*** Page text ***

Statement From H. Russell Cross, Ph.D.

Professor and Head of Department of Animal Science, Texas A&M University
"As Administrator of the U.S. Department of Agriculture's Food Safety Inspection Service (FSIS) in the early 90s, I and my staff evaluated numerous research projects before approving lean, finely textured beef as a safe source of high-quality protein. The FSIS safety review process was and is an in-depth, science-based process that spans years, many research projects and involves many experts across all levels of the agency-and in this case, the process proved the product is safe."

"Approving lean finely textured beef as safe was the right decision, and today, it remains a safe way to meet the nutritional needs of a growing population. All beef is a good or excellent source of 10 essential nutrients including protein, iron, zinc and B-vitamins.

"Finely textured lean beef helps us meet consumer demand for safe, affordable and nutritious food."

 While I am not an expert on the product, I know that it is a safe, nutritious product which is the same thing as regular ground beef, just processed in a different way. There is alot of science that supports this, or else it would have never been allowed into the food chain to start with. I recommend reading some additional materials prepared by people much smarter than I.

Engineering a Safer Burger - An excellent newpaper article by the Washington Post about the history of the product

I hope that this information can be helpful to anyone concerned about using Lean, Finely Textured Ground Beef, and just know that I'll continue eating burgers because I'm confident in the safety of U.S. produced beef. One last trivia piece, over the past decade, the number of ground beef samples testing positive for E. coli 0157:H7 have been cut in half, and the use of LFTB has helped contribute to this decrease!




  1. Thanks for this first-hand account. Actually shared with some friends from church who were voicing concerns last night.

  2. Thanks for reading and commenting on our blog, Madeline and Kara. We are glad this info helped you out!

*** End of Page text ***

Copy the post on lean, finely textured beef word for word, from "I hope that" to "to this decrease!".

*** Extracted entries ***

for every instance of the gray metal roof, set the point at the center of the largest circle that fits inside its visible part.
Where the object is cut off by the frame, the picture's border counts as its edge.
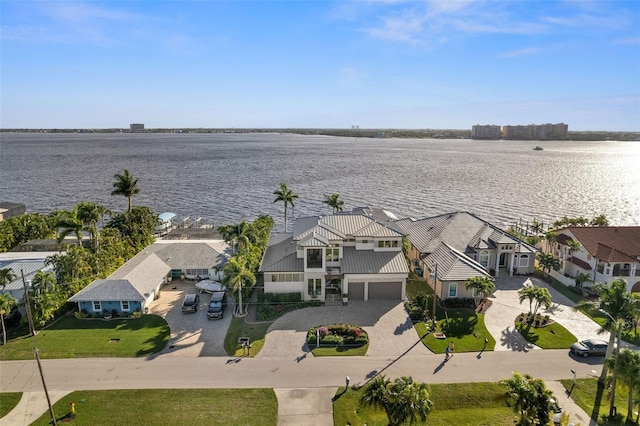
(454, 265)
(108, 290)
(370, 262)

*** End of Extracted entries ***

- Solution:
I hope that this information can be helpful to anyone concerned about using Lean, Finely Textured Ground Beef, and just know that I'll continue eating burgers because I'm confident in the safety of U.S. produced beef. One last trivia piece, over the past decade, the number of ground beef samples testing positive for E. coli 0157:H7 have been cut in half, and the use of LFTB has helped contribute to this decrease!